--- Begin DATA SUPPLIED ---
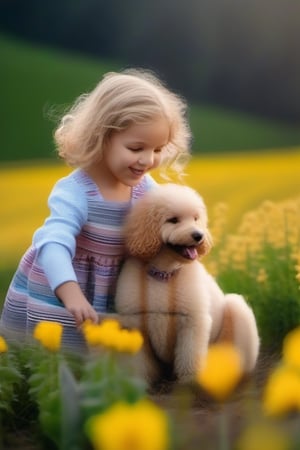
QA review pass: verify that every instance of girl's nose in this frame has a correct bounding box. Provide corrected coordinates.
[138,150,154,166]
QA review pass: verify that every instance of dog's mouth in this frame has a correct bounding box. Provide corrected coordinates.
[168,244,198,261]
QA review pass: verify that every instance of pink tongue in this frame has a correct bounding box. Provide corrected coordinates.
[183,247,198,259]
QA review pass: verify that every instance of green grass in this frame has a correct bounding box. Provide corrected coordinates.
[0,35,300,161]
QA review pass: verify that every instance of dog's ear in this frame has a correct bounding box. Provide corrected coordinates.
[124,196,163,259]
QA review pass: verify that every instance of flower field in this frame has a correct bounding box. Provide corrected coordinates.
[0,149,300,270]
[0,149,300,450]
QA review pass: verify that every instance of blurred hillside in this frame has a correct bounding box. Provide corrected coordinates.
[0,35,300,161]
[0,0,300,122]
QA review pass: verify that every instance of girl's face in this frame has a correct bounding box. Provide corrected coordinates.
[101,118,170,186]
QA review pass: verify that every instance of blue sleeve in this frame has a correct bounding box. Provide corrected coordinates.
[38,243,77,291]
[33,176,87,258]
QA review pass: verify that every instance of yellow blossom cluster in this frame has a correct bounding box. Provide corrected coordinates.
[82,319,143,353]
[196,342,243,401]
[0,336,8,354]
[33,320,63,352]
[212,197,300,283]
[87,400,169,450]
[263,327,300,416]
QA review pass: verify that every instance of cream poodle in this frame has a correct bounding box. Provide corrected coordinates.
[116,183,259,384]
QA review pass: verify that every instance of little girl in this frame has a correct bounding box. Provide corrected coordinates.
[0,70,190,346]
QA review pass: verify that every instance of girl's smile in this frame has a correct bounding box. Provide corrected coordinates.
[88,117,169,199]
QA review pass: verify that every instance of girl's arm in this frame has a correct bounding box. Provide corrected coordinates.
[38,243,98,326]
[33,175,98,326]
[55,281,98,327]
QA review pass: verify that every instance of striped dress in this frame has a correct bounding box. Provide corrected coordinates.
[0,169,154,346]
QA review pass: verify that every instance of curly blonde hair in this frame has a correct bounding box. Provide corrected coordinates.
[54,69,191,172]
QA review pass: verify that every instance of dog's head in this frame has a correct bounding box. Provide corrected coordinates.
[124,183,211,261]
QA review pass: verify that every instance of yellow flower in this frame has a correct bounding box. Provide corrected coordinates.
[83,319,143,353]
[283,327,300,369]
[237,424,290,450]
[33,321,63,352]
[196,342,243,401]
[86,400,169,450]
[262,366,300,416]
[0,336,8,353]
[256,267,268,284]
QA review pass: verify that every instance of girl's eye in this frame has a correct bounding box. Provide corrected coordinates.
[167,217,179,223]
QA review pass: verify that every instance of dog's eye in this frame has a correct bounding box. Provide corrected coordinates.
[167,217,179,223]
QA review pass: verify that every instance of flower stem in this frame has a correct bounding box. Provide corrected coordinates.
[218,408,230,450]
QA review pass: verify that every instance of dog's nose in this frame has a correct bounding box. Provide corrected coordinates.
[192,231,203,242]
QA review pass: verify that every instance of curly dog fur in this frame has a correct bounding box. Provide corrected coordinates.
[116,183,259,384]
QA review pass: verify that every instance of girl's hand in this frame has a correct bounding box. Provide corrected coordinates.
[55,281,99,327]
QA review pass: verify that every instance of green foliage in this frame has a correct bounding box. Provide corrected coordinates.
[23,345,146,450]
[0,35,300,161]
[0,350,23,419]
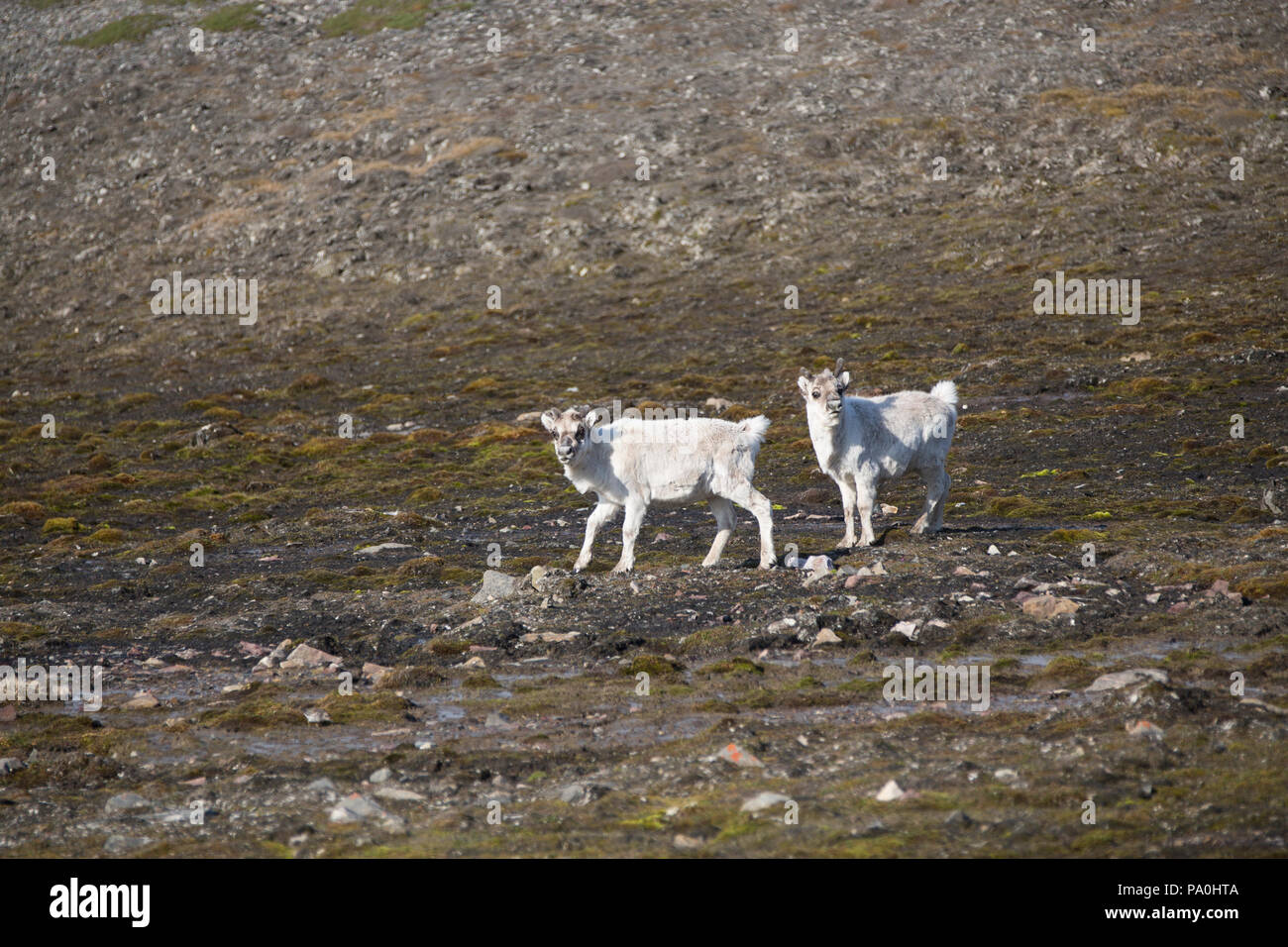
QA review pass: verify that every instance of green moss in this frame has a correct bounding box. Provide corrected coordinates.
[619,655,680,678]
[698,657,765,674]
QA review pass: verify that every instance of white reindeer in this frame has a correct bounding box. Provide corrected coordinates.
[541,407,776,573]
[796,359,957,548]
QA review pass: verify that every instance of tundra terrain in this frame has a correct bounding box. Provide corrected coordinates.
[0,0,1288,857]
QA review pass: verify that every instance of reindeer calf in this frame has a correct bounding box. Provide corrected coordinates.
[541,408,777,573]
[796,359,957,548]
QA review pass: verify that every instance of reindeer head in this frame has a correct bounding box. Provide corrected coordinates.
[796,359,850,420]
[541,404,606,467]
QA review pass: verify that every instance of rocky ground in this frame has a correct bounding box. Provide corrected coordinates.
[0,0,1288,857]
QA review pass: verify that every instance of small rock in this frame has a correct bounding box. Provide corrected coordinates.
[1127,720,1163,743]
[739,792,791,811]
[1086,668,1168,693]
[103,835,152,856]
[331,792,395,824]
[890,621,917,642]
[353,543,415,556]
[471,570,523,604]
[519,631,581,644]
[716,743,765,767]
[1020,595,1082,620]
[282,644,340,669]
[555,783,613,805]
[103,792,152,814]
[877,780,903,802]
[1239,697,1288,716]
[376,786,425,802]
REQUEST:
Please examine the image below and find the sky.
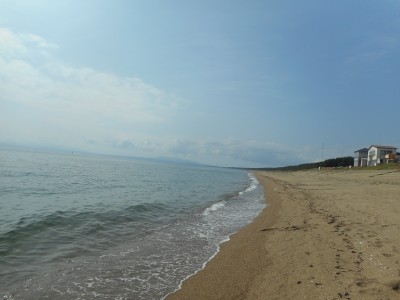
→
[0,0,400,167]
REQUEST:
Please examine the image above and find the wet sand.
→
[167,170,400,300]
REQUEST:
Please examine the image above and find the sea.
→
[0,148,265,300]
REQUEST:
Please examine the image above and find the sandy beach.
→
[167,170,400,300]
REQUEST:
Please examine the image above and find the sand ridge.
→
[168,170,400,299]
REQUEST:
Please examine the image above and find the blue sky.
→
[0,0,400,167]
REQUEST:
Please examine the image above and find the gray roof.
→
[369,145,397,149]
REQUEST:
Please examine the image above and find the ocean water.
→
[0,149,265,299]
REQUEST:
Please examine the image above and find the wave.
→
[203,200,226,216]
[0,203,177,264]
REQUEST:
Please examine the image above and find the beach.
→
[167,169,400,300]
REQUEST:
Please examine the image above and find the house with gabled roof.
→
[354,148,368,167]
[367,145,397,166]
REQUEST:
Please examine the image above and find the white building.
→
[354,148,368,167]
[367,145,397,166]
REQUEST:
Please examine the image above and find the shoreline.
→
[166,170,400,300]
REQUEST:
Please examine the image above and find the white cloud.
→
[0,28,176,151]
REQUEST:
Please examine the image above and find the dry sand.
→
[167,170,400,300]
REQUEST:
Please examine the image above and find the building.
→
[354,148,368,167]
[367,145,397,166]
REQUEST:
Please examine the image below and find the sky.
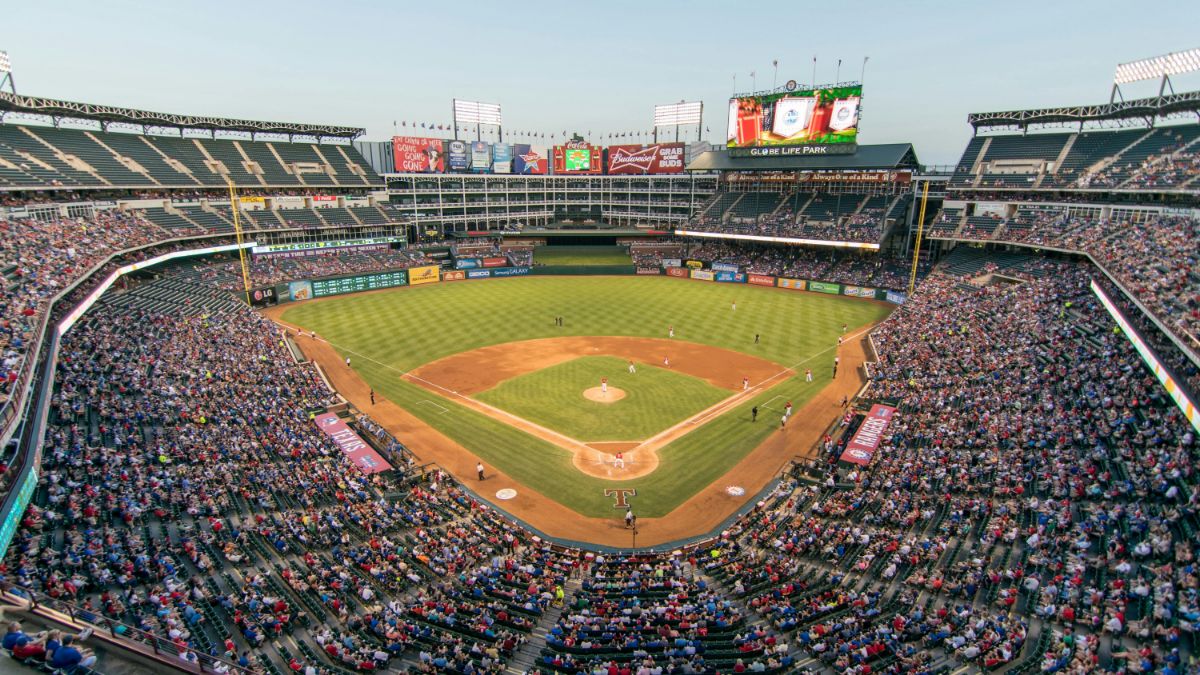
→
[7,0,1200,165]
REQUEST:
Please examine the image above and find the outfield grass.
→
[284,276,888,518]
[474,357,733,442]
[533,246,634,265]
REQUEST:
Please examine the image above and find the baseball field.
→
[275,276,889,528]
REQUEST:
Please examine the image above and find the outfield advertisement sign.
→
[840,404,896,465]
[408,265,442,286]
[446,141,470,172]
[809,281,841,295]
[314,412,391,474]
[841,286,875,298]
[491,267,529,276]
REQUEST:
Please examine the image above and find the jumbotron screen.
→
[726,84,863,156]
[564,148,592,171]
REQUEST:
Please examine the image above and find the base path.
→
[264,306,865,548]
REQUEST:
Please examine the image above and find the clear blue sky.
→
[0,0,1200,163]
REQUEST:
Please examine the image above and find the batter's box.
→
[416,399,450,414]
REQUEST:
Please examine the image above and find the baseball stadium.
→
[0,2,1200,675]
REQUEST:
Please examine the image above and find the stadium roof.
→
--- End DATA SUPPLIED ---
Convert all of the material above into a JSON list of strings, one string per line, skipping blank lines and leaving the pictures out.

SOLUTION TO THE PROBLEM ::
[
  "QA review pass: verify that every instance of girl's nose in this frame has a correct bounding box. Provide corrected coordinates.",
  "[138,150,154,166]",
  "QA review pass: verify that every instance of dog's mouth in this frame has a correct bounding box. Provide corrected coordinates.",
  "[168,244,198,261]",
  "QA review pass: verify that every instance of pink tongue in this frame has a correct bounding box. Provide corrected coordinates.",
  "[183,247,198,259]",
  "QA review pass: verify that every instance of green grass in this frame has a correct bounding box. Provide corrected coordinates.",
  "[0,35,300,161]",
  "QA review pass: verify that every instance of dog's ear in this frame has a correct bounding box. Provide corrected coordinates.",
  "[124,196,163,259]",
  "QA review pass: verify that every instance of flower field in this frame has a correct bounding box. Provide corrected coordinates.",
  "[0,149,300,270]",
  "[0,149,300,450]",
  "QA review pass: verify that every instance of blurred hillside in this frame has a correct bounding box. Provide corrected coordinates.",
  "[0,35,300,161]",
  "[0,0,300,122]",
  "QA review pass: verify that every instance of girl's face in this frame has a correct bounding box. Provide corrected coordinates.",
  "[101,118,170,186]",
  "QA review pass: verify that every instance of blue sleeve in this frame has a correct bounding box. Provide corrected coordinates.",
  "[38,243,77,291]",
  "[33,176,87,258]",
  "QA review pass: verify that every instance of yellow blossom cluster in this frame has a correct bounding box. Provide corrected coordinates.",
  "[82,319,143,353]",
  "[196,342,243,401]",
  "[0,336,8,354]",
  "[33,320,63,352]",
  "[212,197,300,283]",
  "[87,400,169,450]",
  "[263,327,300,416]",
  "QA review pass: verify that every instance of cream poodle in this frame has a correct bounding box. Provide corrected coordinates.",
  "[116,183,259,384]",
  "QA review pass: verify that every instance of little girl in this frame has a correct bounding box. Provide corrected coordinates.",
  "[0,70,190,346]",
  "QA review pass: verify that every instance of girl's smile in this frame has a correct bounding box. Provide corrected coordinates.",
  "[88,117,169,199]",
  "QA review pass: verify that every instance of girl's arm in this frame has a correct bounding box. Provide corrected coordinates.",
  "[38,243,98,326]",
  "[33,175,98,326]",
  "[55,281,98,327]",
  "QA review pass: verify that every instance of striped dress in this frame has a correct bounding box. Provide corrected coordinates.",
  "[0,169,154,346]",
  "QA review pass: verify that every instance of curly blonde hair in this frame has a correct bounding box. Provide corrected coordinates.",
  "[54,69,191,172]",
  "QA review pass: verify that every instance of dog's head in this frame has a correct bounding box. Provide corrected coordinates.",
  "[124,183,211,261]",
  "QA review pass: verify that every instance of yellow flower in this frame has a correct bounding box. Provide corrected coordinates.",
  "[83,319,143,353]",
  "[283,327,300,369]",
  "[237,424,290,450]",
  "[33,321,63,352]",
  "[196,342,243,401]",
  "[86,400,169,450]",
  "[262,366,300,416]",
  "[0,336,8,353]",
  "[256,267,268,284]",
  "QA review pass: verify that every instance of girl's eye in this frame has a correct bounding box. Provide corrected coordinates.",
  "[167,217,179,223]",
  "QA review pass: verify that every instance of dog's eye in this frame has a correct bounding box. Provide corrected coordinates.",
  "[167,217,179,223]",
  "QA review pass: verify that every instance of flower stem in this frame has a correct bounding box. Provide corrected coordinates.",
  "[218,408,230,450]",
  "QA review pass: verify that every instance of dog's nose in this frame has a correct bounding box. Provide corrected coordinates.",
  "[192,231,203,242]",
  "QA review pass: verify that every instance of curly dog fur in this frame has a correct bounding box. Provide corrected coordinates.",
  "[116,183,259,384]",
  "QA review pass: verify that every instance of girl's hand in this frame has a correct bounding box. Provide corrected coordinates.",
  "[55,281,99,327]",
  "QA review pass: verify that every instance of green foliage in this frame has a correct bounding box. Provide corrected coordinates.",
  "[23,345,146,450]",
  "[0,35,300,161]",
  "[0,350,23,419]",
  "QA review pass: verify that every instance of green moss in this frame has a correct bounding box. Provide corrected coordinates.",
  "[619,655,680,678]",
  "[698,657,765,674]",
  "QA review pass: verify that every instance of white reindeer in this frame has a correct bounding box. Provide corrected coordinates.",
  "[541,407,776,573]",
  "[796,359,957,548]",
  "QA review pass: verify that every instance of tundra terrain in this frame has a correct bounding box. Provide corrected coordinates.",
  "[0,0,1288,857]",
  "QA review pass: verify that every instance of reindeer calf in this frame has a correct bounding box. Provide corrected coordinates.",
  "[541,408,777,573]",
  "[796,359,957,548]",
  "QA review pass: verify that every instance of reindeer head in this frame has a correct bounding box. Provide corrected coordinates.",
  "[796,359,850,420]",
  "[541,404,606,467]",
  "QA review pass: verify that every instance of rocky ground in this frame has a correct bounding box. Provide corrected coordinates.",
  "[0,0,1288,857]",
  "QA review pass: verify that every instance of small rock in this frame has a correct bounding box. Provide corrected coordinates.",
  "[1127,720,1163,743]",
  "[739,792,791,811]",
  "[1086,668,1168,693]",
  "[103,835,152,856]",
  "[331,792,395,824]",
  "[890,621,917,642]",
  "[353,543,415,556]",
  "[471,570,523,604]",
  "[519,631,581,644]",
  "[716,743,765,767]",
  "[1020,595,1082,620]",
  "[282,644,340,669]",
  "[555,783,613,805]",
  "[103,792,152,814]",
  "[877,780,903,802]",
  "[1239,697,1288,716]",
  "[376,786,425,802]",
  "REQUEST:",
  "Please examine the image below and find the sky.",
  "→",
  "[0,0,400,167]",
  "REQUEST:",
  "Please examine the image above and find the wet sand.",
  "→",
  "[167,170,400,300]",
  "REQUEST:",
  "Please examine the image above and find the sea.",
  "→",
  "[0,148,265,300]",
  "REQUEST:",
  "Please examine the image above and find the sandy beach.",
  "→",
  "[167,170,400,300]",
  "REQUEST:",
  "Please examine the image above and find the sand ridge.",
  "→",
  "[168,170,400,299]",
  "REQUEST:",
  "Please examine the image above and find the blue sky.",
  "→",
  "[0,0,400,167]",
  "REQUEST:",
  "Please examine the image above and find the gray roof.",
  "→",
  "[369,145,397,149]",
  "REQUEST:",
  "Please examine the image above and find the ocean water.",
  "→",
  "[0,149,265,299]",
  "REQUEST:",
  "Please examine the image above and find the wave.",
  "→",
  "[203,200,226,216]",
  "[0,203,177,264]",
  "REQUEST:",
  "Please examine the image above and find the beach.",
  "→",
  "[167,169,400,300]",
  "REQUEST:",
  "Please examine the image above and find the house with gabled roof.",
  "→",
  "[354,148,368,167]",
  "[367,145,397,166]",
  "REQUEST:",
  "Please examine the image above and find the white building.",
  "→",
  "[354,148,368,167]",
  "[367,145,397,166]",
  "REQUEST:",
  "Please examine the image above and find the shoreline.",
  "→",
  "[166,170,400,300]",
  "REQUEST:",
  "Please examine the image above and find the white cloud.",
  "→",
  "[0,28,176,151]",
  "REQUEST:",
  "Please examine the image above and find the dry sand.",
  "→",
  "[167,170,400,300]",
  "REQUEST:",
  "Please examine the image above and find the building.",
  "→",
  "[354,148,368,167]",
  "[367,145,397,166]",
  "REQUEST:",
  "Please examine the image below and find the sky.",
  "→",
  "[7,0,1200,165]",
  "REQUEST:",
  "Please examine the image above and find the outfield grass.",
  "→",
  "[284,276,888,518]",
  "[474,357,733,442]",
  "[533,246,634,265]",
  "REQUEST:",
  "Please examine the image above and find the baseball field.",
  "→",
  "[275,276,889,528]",
  "REQUEST:",
  "Please examine the image above and find the outfield advertisement sign.",
  "→",
  "[840,404,896,465]",
  "[408,265,442,286]",
  "[446,141,470,172]",
  "[809,281,841,295]",
  "[314,412,391,474]",
  "[841,286,875,298]",
  "[491,267,529,276]",
  "REQUEST:",
  "Please examine the image above and find the jumbotron screen.",
  "→",
  "[726,84,863,156]",
  "[564,148,592,171]",
  "REQUEST:",
  "Please examine the image above and find the base path.",
  "→",
  "[264,306,865,548]",
  "REQUEST:",
  "Please examine the image above and find the clear blue sky.",
  "→",
  "[0,0,1200,163]",
  "REQUEST:",
  "Please examine the image above and find the batter's box.",
  "→",
  "[416,399,450,414]",
  "REQUEST:",
  "Please examine the image above and find the baseball stadium.",
  "→",
  "[0,2,1200,675]",
  "REQUEST:",
  "Please examine the image above and find the stadium roof.",
  "→"
]